Records shown.
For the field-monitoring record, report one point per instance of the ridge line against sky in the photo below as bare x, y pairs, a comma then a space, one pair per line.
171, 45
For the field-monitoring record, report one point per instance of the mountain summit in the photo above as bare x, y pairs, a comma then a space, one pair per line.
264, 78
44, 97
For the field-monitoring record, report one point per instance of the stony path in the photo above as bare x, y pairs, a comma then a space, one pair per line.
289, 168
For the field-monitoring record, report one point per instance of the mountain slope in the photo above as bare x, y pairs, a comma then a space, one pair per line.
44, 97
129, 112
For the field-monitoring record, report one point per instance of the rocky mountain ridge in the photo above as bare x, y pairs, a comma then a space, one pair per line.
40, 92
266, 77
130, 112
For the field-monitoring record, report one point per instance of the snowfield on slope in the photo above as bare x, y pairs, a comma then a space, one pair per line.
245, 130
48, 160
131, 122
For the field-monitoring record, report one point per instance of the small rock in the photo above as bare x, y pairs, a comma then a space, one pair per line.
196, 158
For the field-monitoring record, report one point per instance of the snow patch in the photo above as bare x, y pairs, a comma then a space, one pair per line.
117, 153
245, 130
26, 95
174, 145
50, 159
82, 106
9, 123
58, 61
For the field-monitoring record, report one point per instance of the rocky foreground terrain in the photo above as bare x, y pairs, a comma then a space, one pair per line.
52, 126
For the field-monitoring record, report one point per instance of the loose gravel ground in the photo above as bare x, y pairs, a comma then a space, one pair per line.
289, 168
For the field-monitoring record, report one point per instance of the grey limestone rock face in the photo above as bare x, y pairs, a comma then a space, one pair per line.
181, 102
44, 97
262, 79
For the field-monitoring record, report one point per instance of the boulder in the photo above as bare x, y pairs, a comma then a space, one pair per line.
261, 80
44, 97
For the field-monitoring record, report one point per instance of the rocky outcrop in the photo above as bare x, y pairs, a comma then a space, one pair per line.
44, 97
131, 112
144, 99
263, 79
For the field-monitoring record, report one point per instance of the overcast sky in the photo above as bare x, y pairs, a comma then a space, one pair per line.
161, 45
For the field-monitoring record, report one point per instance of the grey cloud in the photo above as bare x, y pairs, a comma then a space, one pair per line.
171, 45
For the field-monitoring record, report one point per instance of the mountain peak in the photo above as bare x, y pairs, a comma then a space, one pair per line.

==

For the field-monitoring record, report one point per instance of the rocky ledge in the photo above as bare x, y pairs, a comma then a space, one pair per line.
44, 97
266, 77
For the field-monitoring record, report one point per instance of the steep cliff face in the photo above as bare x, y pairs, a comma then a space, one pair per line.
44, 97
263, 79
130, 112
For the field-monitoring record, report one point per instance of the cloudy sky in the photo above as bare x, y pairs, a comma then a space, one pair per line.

==

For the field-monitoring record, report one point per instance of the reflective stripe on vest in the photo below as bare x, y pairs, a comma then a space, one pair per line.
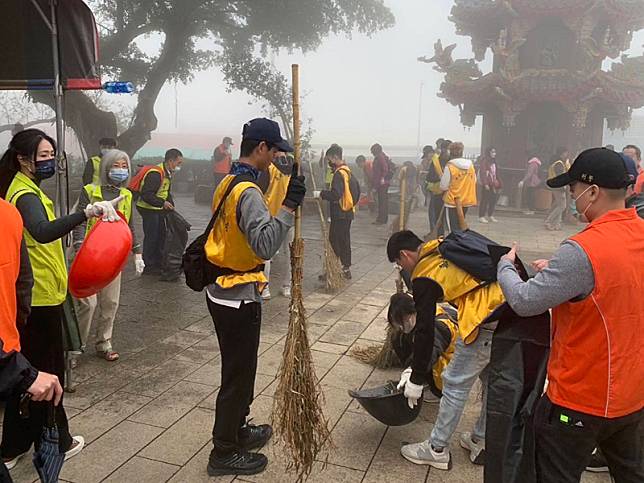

Exercise requirements. Copy out, word for word, the part of the entries above that begins at the line with "the rocky outcrop" and ends at the line with "the mountain peak", including both.

Final answer.
For the field-monitoring record, report one point per instance of the rocky outcrop in the photo above as bare x, y pairs, a comma then a space, one pair per line.
44, 97
131, 112
144, 99
263, 79
For the field-monitoring record, report one point per instance of the overcast sky in the photo above as bare x, y pairs, a comma then a space, one pair per line.
161, 45
For the field-monitoring record, report one point per instance of the grey cloud in the photo above as bare x, y pairs, a comma then a space, one pair per line.
171, 45
For the field-monitoring record, report one point per instance of the mountain peak in the photo above as bare x, y pairs, a comma then a space, one pair per line.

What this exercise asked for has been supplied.